▶ _To do_:
Count the lines in the records below that contain "sign", treating uppercase and lowercase as different. Reply with the number alone.

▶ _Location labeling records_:
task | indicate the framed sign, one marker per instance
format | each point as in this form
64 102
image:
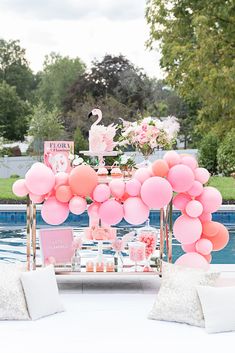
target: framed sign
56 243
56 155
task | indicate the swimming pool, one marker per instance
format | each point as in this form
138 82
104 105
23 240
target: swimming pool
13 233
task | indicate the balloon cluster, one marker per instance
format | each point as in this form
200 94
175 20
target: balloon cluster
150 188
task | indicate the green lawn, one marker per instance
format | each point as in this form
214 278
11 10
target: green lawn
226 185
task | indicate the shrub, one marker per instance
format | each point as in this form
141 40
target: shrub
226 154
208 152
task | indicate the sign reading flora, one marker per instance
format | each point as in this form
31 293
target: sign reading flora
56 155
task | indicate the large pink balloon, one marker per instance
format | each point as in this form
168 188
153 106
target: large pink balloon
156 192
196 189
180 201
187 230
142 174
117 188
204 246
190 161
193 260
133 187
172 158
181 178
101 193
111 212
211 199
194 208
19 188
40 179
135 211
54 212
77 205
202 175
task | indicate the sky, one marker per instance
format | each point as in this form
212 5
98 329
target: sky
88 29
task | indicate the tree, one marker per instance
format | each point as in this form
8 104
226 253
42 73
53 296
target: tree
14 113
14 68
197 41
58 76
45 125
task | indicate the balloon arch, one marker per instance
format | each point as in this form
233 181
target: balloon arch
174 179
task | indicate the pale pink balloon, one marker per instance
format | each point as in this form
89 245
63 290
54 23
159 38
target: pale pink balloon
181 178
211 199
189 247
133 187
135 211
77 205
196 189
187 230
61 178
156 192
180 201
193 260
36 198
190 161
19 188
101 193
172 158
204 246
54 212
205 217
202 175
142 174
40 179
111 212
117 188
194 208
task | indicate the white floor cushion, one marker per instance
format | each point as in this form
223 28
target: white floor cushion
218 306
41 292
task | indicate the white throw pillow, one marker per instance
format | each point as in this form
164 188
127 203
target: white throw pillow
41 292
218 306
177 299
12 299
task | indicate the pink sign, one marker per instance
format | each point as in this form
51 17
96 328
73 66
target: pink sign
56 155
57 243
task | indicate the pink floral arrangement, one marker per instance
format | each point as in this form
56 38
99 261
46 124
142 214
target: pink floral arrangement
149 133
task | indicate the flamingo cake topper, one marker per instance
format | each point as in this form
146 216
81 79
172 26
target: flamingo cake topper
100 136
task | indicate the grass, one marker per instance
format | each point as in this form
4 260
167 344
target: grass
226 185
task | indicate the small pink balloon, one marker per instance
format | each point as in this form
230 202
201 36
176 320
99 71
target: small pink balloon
---
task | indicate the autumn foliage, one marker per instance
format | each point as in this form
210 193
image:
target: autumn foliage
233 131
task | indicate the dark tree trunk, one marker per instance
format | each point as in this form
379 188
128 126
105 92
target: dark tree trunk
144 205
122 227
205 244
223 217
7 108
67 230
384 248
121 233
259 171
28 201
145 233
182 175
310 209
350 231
==
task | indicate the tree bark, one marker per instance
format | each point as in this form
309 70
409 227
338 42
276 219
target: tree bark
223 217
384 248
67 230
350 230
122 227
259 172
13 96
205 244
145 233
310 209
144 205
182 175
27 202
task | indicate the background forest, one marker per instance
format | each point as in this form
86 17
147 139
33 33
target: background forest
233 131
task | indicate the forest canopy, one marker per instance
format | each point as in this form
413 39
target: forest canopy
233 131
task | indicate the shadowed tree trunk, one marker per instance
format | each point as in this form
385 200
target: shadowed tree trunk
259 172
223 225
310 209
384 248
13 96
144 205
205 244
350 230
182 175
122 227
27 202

▶ _Written response_:
6